You're thinking about this too hard , you're looking at Naruto like its Tekken or Street Fighter where you look at what happened as the Gospel me I look at things like that as an explanation for what the author wants to drive home and thats once the enemies became a greater threat level he specifically put who he wanted in those moments to face the more powerful enemies and allowed who he wanted to get stronger to be able to face them .




> Where does it imply he's talking about Old-Hiruzen? And I have no clue what Hashirama/Madara has to do with Danzo/Hiruzen, but Madara became vastly stronger to the point where he could humiliate Hashirama, after stealing more power, so yeah....



You mean once Madara absorbed Juubi Jin well at that point he wasn't human anymore  



> Again I'm talking about P1-Tensei showing so this is a moot point.



Yeah but don't you think its PS that the guy had what it took to make the tensei stronger but yet chose not to ?



> Nope he retreats before that, and he attributes it to his body failure directly:
> 1



He didn't retreat his body gave out but that implies that his body was in a shitty condition even before the fight started 




> Jiraiya being in base in the only scene of the fight were were shown, whether it's the actual battle or aftermath, clearly heavily implies he fought the battle in base. As does Jiraiya and Ma/Pa's back and forth during the Pain fight:
> 
> Jiraiya: I'm very sorry to call you out like this after so long... // Boss.
> Mother: But still, boy... / I thought you didn't like turning into this form?! // Something about it not being much of a hit with the girls...



After rereading it Jiraiya was severely injured in the fight so its a moot point because he didn't do any better against stage 4 that Orochimaru did 





> We haven't really, but we've been told literally nothing that would support the notion that Orochimaru's hand-seals are equivalent to SM. So unless you can show me some evidence that supports such, there's no reason for my to blindly believe Orochimaru's hand-seals are equivalent to the enhancements Jiraiya's Sennin Modo gives him.



Orochimaru's hand's being sealed is a big deal his entire arsenal and being is related to learning new ninjutsu and creating ninjutsu and you're acting like its no big deal.







> Kakashi was going to attempt to use Kamui to deal with 5 TBB being fired by full Bijuu at once. Which is far beyond the level of KN4's individual TBB. So the comparison is not at all apt, and I think you know that.



There is nothing in this manga that indicates he'd be able to handle anything defensively w/o and even in that scenario he wasn't fighting the Jins 1 on 1 he had Gai, Naruto , Bee alongside him as well 





> When Itachi's introduced, Kishi makes a point of having Orochimaru say Itachi is stronger than him, meanwhile he has Itachi say at best he could force a draw with Jiraiya.



Orochimaru admitted inferiority to Itachi after his hands were sealed , in the flashback he was trying to take over his body not face him in one on one combat so those scenarios were different 

What about Hiruzen preferring Orochimaru to be Hokage over Jiraiya he was nominated alongside Minato , Kisame even said the Sannin name is incomparable to himself , if anything like I said Jiraiya would be slightly stronger than orochimaru but both received a lot of hype from the manga 





> Than we have a stronger Akatuski member Pain-Rikudo, saying they couldn't have beaten Jiraiya if he had more intel, while Orochimaru after spending a ton of time researching and coveting Sharingan's power, still couldn't hope to beat Itachi.

────

▶ SET OF TASKS:
[1] Update the stretch of the Naruto forum thread from "Orochimaru's hand's being" through "you know that.", replacing "Kakashi" with "Hatake Kakashi".
[2] Write what comes next in the Naruto forum thread, picking up after its final quoted post.
The records are separate material, not part of the Naruto forum thread.

────

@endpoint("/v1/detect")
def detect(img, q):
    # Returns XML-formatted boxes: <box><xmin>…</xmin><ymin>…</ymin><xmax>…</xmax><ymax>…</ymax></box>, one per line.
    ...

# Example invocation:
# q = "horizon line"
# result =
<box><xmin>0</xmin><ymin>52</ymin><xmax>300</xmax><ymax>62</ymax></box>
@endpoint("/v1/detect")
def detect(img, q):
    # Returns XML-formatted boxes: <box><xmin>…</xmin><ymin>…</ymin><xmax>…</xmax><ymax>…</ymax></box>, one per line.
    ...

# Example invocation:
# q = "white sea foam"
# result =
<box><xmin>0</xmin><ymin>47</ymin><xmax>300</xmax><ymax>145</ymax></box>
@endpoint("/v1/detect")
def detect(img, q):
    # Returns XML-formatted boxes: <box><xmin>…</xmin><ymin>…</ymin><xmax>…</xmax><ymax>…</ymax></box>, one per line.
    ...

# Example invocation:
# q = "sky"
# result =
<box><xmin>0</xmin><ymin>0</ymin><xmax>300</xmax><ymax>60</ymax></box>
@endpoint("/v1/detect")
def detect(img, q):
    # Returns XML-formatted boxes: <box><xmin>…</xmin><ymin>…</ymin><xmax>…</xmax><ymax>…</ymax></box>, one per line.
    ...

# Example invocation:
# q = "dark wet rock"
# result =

────

▶ RESPONSES PER TASK:
[1]
Orochimaru's hand's being sealed is a big deal his entire arsenal and being is related to learning new ninjutsu and creating ninjutsu and you're acting like its no big deal.







> Hatake Kakashi was going to attempt to use Kamui to deal with 5 TBB being fired by full Bijuu at once. Which is far beyond the level of KN4's individual TBB. So the comparison is not at all apt, and I think you know that.

[2]
Jiraiya is trying to defeat Nagato Pain in battle Orochimaru isn't trying to kill Itachi but take over his body big difference , from what we know if Orochimaru prepped with more Tensei and built himself up like Kabuto did he would wipe the floor with Itachi but that wasn't his goal.





> Than we have the Kabuto vs Itachi fight, where we see SM abilities countering Itachi's Sharingan abilities, which Orochimaru could not counter; and we have Kabuto telling us Orochimaru tried to achieve SM and failed, while we know Jiraiya succeeded.



and we saw Gai's taijutsu abilities doing much better against Kisame than Bee did 



> So in essence Kishi sets up Itachi as being out of Orochimaru's reach strength wise, no matter what he does or what amount of intel he possesses. While on the other hand establishes characters like Itachi and even the stronger Pain-Rikudo are within J-man's reach. As well as creates the differential between Jiraiya and Orochimaru, that Jiraiya succeeded in acquiring the power of Sennin Modo, while Orochimaru failed to.



So Orochimaru with a full army of Edo-Tensei and a zetsu body is out of Itachi's reach , if Orochimaru summons Minato's Edo in pt 1 is that out of Itachi's reach , can you show me Orochimaru going all out WOF in combat like Jiraiya against those same opponents 


Minato failed  to take FRS to the level than Naruto had in post wind training arc, Naruto had taken Sage Mode to much greater heights than Minato did but Minato was still stronger 




> Cool, let's look at Tsunade than, she's in that time-line but is still vastly outclassed by Orochimaru if he can control those Edos. So again your point fails. The Sannin can be much stronger than each other at different times in the manga, accept it and move on.



Tsunade who was hyped through Sakura was on BM and EMS Sasuke level while not as strong they can totally compete with Orochimaru 








> B got tripped up by an ability that was unknown to him, Naruto got tripped up by an ability that was known to him.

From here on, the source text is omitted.